### Trecho de origem

A PEC do FIM da UNESP, conhecida como Proposta de Sustentabilidade Orçamentária está em conformidade com o projeto Future-se, e agora, mais do que nunca, com a permissão da entrada das atividades remotas, poderá se desdobrar em uma implementação da educação a distância por meio de uma parceria público-privada. Devemos lembrar que a educação a distância é velha conhecida das instituições de ensino superiores particulares, haja vista que o lucro, sendo diretamente aumentado perante a mudança de aulas presenciais para online, é o direcionador de uma educação colocada como mercadoria. Assim, utilizando e se apropriando do discurso de crise, o projeto neoliberal de educação pública força o estrangulamento orçamentário em direção a um modelo privatista de universidade.
Ainda, a Reforma Administrativa, apresentada como minuta, fundiu os postos de trabalho e aglutinou setores e seções dentro da organização universitária, isto é, cortou gastos e remodelou a gestão administrativa pelo arrocho salarial, precarizando o trabalho e diminuindo o número de servidores por campus. Já a Reforma Acadêmica apresenta medidas que “modernizam” a universidade, porém, por baixo da máscara do progresso, há a flexibilização da aprendizagem e do ensino, aproximando cada vez mais das parcerias público-privadas. Hoje, a proposta de cursos que existam em mais de um campus serem aglutinados em uma única cidade (uma resposta simples para as baixas de quadros de docentes e servidores) já se torna uma realidade: o campus de Ourinhos corre o risco e está em vias de fechamento, por só possuir um único curso. O campus de Marília e Araraquara, ambos com o curso de Ciências Sociais, são colocados em uma posição de competição por produtivismo, uma vez que se tem indicado que o curso deveria estar aglutinado em somente um campus, excluindo todo o caráter material e de impacto aos estudantes que uma medida como essa teria.
Dessa forma, a Unesp segue precarizando o ensino, a instituição, os trabalhadores(as), e, principalmente, os(as) estudantes, que recebem de enxurrada as consequências de reformas orçamentárias, que nunca reverberam em investimentos a permanência ou qualidade de ensino público. Os cortes de gastos, “investimentos” e “modernizações orçamentárias” são belos jargões utilizados para precarizar ainda mais a universidade pública, para afastar os(as) estudantes pobres, para diminuir as condições de permanência estudantil, já que nunca se transformam em ações que atingem os(as) estudantes beneficamente. Ao contrário, são utilizadas para mudanças que não alcançam a base estudantil ou os(as) servidores e terceirizados, apenas mudando a estrutura para valorização dos “de cima” da universidade e que, consequentemente, aproximam e convidam o capital privado para se apropriar de uma educação que deveria ser de acesso universal, público, gratuito, com qualidade, e que, por fim, centrasse seu papel em desenvolver seus conhecimentos a serviço das necessidades da sociedade.

######

_Ordem de trabalho A_. As afirmações (i), (ii) e (iii) estão de acordo com o trecho sobre a Unesp? (i) O campus de Ourinhos corre risco de fechamento por ter apenas um curso. (ii) A Reforma Administrativa aumentou o número de servidores por campus. (iii) Os campi de Marília e Araraquara oferecem o curso de Ciências Sociais. Responda sim ou não a cada uma e cite literalmente as palavras do trecho que decidem a resposta.
_Ordem de trabalho B_. Como ficaria em forma de lista o parágrafo do trecho sobre a Unesp que começa com "Ainda, a Reforma Administrativa", conservando seus fatos principais?
_Ordem de trabalho C_. Reproduza fielmente o trecho sobre a Unesp de "A PEC do FIM" até "privatista de universidade.".
Os registros não têm nenhum papel nesta atividade.

### Dados

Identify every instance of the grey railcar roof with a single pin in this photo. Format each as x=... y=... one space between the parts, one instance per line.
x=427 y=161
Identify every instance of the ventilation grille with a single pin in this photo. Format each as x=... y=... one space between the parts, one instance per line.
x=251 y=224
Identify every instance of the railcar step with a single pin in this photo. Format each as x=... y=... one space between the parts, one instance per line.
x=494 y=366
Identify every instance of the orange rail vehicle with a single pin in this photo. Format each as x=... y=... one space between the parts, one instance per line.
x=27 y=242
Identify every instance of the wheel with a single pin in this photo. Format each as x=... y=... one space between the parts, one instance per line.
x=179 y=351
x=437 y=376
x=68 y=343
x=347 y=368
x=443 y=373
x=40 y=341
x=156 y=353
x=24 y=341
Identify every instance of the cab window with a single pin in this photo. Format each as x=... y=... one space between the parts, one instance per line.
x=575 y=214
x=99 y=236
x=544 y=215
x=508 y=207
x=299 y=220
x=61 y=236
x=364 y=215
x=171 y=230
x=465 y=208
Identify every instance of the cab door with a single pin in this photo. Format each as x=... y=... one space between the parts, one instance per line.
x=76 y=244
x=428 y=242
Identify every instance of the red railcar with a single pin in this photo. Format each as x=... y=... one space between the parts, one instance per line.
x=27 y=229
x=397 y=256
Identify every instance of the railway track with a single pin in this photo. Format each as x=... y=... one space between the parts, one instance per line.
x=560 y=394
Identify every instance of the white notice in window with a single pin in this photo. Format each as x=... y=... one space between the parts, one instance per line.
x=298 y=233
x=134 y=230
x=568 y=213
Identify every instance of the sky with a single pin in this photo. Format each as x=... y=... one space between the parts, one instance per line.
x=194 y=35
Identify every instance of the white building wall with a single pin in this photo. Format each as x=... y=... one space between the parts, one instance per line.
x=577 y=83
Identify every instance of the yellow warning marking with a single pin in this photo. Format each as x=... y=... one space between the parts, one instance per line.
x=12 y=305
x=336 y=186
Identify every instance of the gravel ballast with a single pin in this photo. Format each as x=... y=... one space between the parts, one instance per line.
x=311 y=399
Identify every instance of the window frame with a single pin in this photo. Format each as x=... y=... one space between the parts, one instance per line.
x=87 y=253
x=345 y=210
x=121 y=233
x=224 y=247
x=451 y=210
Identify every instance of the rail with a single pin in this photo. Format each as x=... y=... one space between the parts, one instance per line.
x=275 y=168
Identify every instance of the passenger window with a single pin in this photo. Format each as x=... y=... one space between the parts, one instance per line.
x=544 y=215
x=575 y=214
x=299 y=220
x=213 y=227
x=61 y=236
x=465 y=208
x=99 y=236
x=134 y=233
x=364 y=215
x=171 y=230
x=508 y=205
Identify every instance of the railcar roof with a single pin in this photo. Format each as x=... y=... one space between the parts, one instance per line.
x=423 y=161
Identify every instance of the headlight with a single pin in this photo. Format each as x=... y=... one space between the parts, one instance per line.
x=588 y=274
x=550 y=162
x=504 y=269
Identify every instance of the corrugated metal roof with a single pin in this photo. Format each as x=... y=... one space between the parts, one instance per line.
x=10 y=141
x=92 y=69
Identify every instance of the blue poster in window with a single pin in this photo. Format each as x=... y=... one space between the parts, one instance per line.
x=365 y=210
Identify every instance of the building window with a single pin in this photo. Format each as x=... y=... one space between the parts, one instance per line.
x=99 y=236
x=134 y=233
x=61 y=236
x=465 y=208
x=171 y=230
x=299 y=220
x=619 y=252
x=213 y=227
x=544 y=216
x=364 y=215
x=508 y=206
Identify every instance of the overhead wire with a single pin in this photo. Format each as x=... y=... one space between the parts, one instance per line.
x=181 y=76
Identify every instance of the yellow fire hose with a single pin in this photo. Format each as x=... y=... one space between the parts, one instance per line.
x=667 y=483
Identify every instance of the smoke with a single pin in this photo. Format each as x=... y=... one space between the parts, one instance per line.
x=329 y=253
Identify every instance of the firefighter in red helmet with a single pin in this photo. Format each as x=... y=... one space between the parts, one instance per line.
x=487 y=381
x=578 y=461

######

_Resultado A_.
(i) Sim: "o campus de Ourinhos corre o risco e está em vias de fechamento, por só possuir um único curso".
(ii) Não: "diminuindo o número de servidores por campus".
(iii) Sim: "O campus de Marília e Araraquara, ambos com o curso de Ciências Sociais".

_Resultado B_.
- Reforma Administrativa (apresentada como minuta): fundiu postos de trabalho e aglutinou setores e seções. Com isso, cortou gastos e remodelou a gestão pelo arrocho salarial, o que precarizou o trabalho e reduziu o número de servidores por campus.
- Reforma Acadêmica: traz medidas que "modernizam" a universidade, mas flexibilizam a aprendizagem e o ensino e aproximam a instituição das parcerias público-privadas.
- A proposta de reunir em uma única cidade os cursos existentes em mais de um campus já se torna realidade.
- Ourinhos: o campus corre risco e está em vias de fechamento, por ter um único curso.
- Marília e Araraquara: ambos têm Ciências Sociais e foram colocados em competição por produtivismo. Há a indicação de que o curso fique em um só campus, sem considerar o impacto sobre os estudantes.

_Resultado C_.
A PEC do FIM da UNESP, conhecida como Proposta de Sustentabilidade Orçamentária está em conformidade com o projeto Future-se, e agora, mais do que nunca, com a permissão da entrada das atividades remotas, poderá se desdobrar em uma implementação da educação a distância por meio de uma parceria público-privada. Devemos lembrar que a educação a distância é velha conhecida das instituições de ensino superiores particulares, haja vista que o lucro, sendo diretamente aumentado perante a mudança de aulas presenciais para online, é o direcionador de uma educação colocada como mercadoria. Assim, utilizando e se apropriando do discurso de crise, o projeto neoliberal de educação pública força o estrangulamento orçamentário em direção a um modelo privatista de universidade.